TEXTE FOURNI:
Au-delà de la communication, la représentativité est également un élément important pour encourager les personnes noires à utiliser les services de santé mentale, estiment les deux expertes. (Photo: 123RF)
Les mots équité, diversité et inclusion vous donnent le tournis? Vous vous demandez comment incarner ces valeurs, au-delà des techniques de marketing? La boîte à EDI s’invite dans les discussions pour que vos équipes soient réellement à l’image de notre société.
LA BOÎTE À EDI. Saviez-vous que vos employés noirs n’utilisent probablement pas les services en santé mentale inclus dans votre programme d’aide aux employés ou dans vos assurances collectives? Culturelle, historique, socioéconomique; les raisons de cette sous-utilisation des soins sont multiples. Et la résolution de ce «problème majeur», qui s’étend à l’échelle nationale, est une responsabilité partagée entre les ressources humaines, la direction et les personnes noires elles-mêmes.
Selon une étude menée par la Commission de la santé mentale du Canada, entre 2001 et 2014, 38,3% des résidents canadiens noirs qui ont rapporté avoir une santé mentale mauvaise ou passable ont eu recours à des services de santé mentale, et ce, contre 50,8% des résidents canadiens blancs.
«Le stigma est très fort dans la communauté noire, soutient Noellie Dias, consultante en développement organisationnel à Iceberg Management. Demandez de l’aide pour soigner un problème de santé mentale ou même concevoir qu’on en a un, c’est admettre qu’on a une faiblesse, qu’on échoue.»

EXTRAITS DES LIGNES:
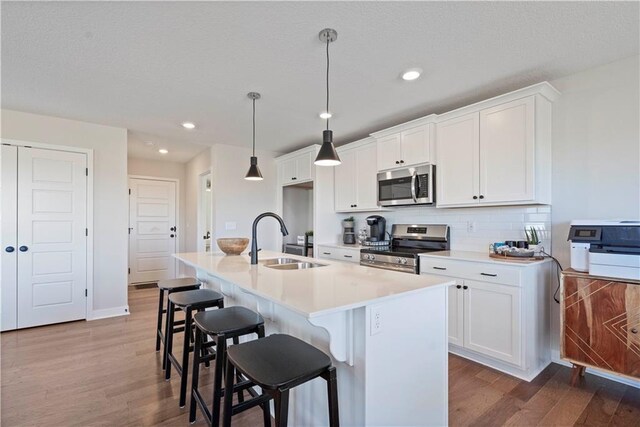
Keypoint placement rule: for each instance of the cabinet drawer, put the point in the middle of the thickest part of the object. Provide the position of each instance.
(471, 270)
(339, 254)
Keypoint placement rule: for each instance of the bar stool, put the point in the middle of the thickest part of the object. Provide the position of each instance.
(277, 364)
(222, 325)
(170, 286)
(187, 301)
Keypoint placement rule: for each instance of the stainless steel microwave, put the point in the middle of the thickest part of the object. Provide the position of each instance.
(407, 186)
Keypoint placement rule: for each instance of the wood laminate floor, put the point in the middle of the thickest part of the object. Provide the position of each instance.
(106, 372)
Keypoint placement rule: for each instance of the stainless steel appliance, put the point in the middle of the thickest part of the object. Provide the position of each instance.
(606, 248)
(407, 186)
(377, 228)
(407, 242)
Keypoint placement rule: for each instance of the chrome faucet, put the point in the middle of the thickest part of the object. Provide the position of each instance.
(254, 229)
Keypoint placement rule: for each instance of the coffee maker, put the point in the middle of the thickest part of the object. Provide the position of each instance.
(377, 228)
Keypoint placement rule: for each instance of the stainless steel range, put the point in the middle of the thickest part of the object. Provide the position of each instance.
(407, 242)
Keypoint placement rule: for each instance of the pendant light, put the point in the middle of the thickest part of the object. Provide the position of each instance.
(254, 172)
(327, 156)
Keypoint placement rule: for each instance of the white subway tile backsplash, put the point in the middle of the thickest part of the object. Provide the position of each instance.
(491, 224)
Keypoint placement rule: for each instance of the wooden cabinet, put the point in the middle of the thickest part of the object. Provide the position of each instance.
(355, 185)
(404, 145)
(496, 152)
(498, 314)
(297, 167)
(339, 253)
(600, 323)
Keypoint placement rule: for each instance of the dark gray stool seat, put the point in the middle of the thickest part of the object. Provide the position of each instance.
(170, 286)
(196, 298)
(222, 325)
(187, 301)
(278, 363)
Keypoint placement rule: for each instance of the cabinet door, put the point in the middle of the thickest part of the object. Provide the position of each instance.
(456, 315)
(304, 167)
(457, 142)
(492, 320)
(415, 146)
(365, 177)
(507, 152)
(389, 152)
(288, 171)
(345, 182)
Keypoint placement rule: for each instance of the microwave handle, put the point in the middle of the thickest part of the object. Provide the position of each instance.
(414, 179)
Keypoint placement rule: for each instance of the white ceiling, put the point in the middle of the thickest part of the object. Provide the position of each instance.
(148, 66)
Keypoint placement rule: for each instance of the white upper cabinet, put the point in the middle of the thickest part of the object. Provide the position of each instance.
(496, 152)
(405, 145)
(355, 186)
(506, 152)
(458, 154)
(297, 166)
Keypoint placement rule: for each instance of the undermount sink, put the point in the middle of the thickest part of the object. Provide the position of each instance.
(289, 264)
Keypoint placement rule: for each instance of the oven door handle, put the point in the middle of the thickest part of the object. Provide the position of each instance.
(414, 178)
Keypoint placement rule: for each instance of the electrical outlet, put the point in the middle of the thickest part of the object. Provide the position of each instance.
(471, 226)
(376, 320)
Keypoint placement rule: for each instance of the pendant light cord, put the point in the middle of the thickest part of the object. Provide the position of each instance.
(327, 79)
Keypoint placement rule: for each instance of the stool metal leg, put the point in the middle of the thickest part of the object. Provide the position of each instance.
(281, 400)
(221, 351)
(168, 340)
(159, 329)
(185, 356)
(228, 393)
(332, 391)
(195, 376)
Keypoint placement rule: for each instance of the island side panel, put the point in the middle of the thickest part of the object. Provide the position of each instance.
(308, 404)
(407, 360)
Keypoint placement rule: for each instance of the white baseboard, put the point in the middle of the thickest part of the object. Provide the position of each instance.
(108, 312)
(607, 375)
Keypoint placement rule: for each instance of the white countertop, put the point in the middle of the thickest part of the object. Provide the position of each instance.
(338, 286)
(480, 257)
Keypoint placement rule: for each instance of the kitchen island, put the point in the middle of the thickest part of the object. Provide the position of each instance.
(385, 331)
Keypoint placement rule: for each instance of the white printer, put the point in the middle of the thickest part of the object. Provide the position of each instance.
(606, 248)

QUESTIONS À TRAITER:
- a) Recopiez fidèlement le passage de l'article sur la santé mentale des employés noirs, depuis "Les mots équité, diversité" jusqu'à "de notre société." inclus.
- b) Indiquez si chacune des affirmations suivantes concorde avec l'article sur la santé mentale des employés noirs, en répondant par oui ou par non et en citant les mots décisifs du texte.
(i) L'étude de la Commission de la santé mentale du Canada couvre la période de 2001 à 2014.
(ii) La résolution du problème relève uniquement des ressources humaines.
(iii) 50,8 % des résidents canadiens noirs concernés ont eu recours à des services de santé mentale.
- c) Rédigez la suite de l'article sur la santé mentale des employés noirs, à partir de la dernière phrase du texte fourni.

RÉPONSES PAR POINT:
- a)
Les mots équité, diversité et inclusion vous donnent le tournis? Vous vous demandez comment incarner ces valeurs, au-delà des techniques de marketing? La boîte à EDI s’invite dans les discussions pour que vos équipes soient réellement à l’image de notre société.

- b)
(i) Oui : « entre 2001 et 2014 ».
(ii) Non : « une responsabilité partagée entre les ressources humaines, la direction et les personnes noires elles-mêmes ».
(iii) Non : « 38,3% des résidents canadiens noirs ».

- c)
Cette perception culturelle s’explique entre autres par la présence de traumas intergénérationnels, mais également par un manque de confiance envers le système médical, explique Mamy Kalambay, psychothérapeute enregistrée. «Les personnes noires ont souvent été utilisées comme cobaye de recherche pour la science. Encore aujourd’hui, on conserve le stéréotype de la femme noire qui est forte et qui peut tolérer plus que n’importe qui d’autre.»
Entreprises, à vous de jouer!
Noellie Dias pointe également du doigt la mauvaise communication de l’entreprise elle-même à l’interne. Selon elle, les programmes d’aide et les assurances collectives sont méconnus, car ils ne sont pas assez régulièrement promus par les ressources humaines.
«Les ressources humaines doivent être des porte-étendards de la santé mentale», souligne la consultante. Cependant, ceci ne serait pas possible sans l’aval de la direction, continue-t-elle. Celle-ci doit inscrire le bien-être de ses employés au sein de ses orientations stratégiques et surtout, transcrire le tout dans son service de soins.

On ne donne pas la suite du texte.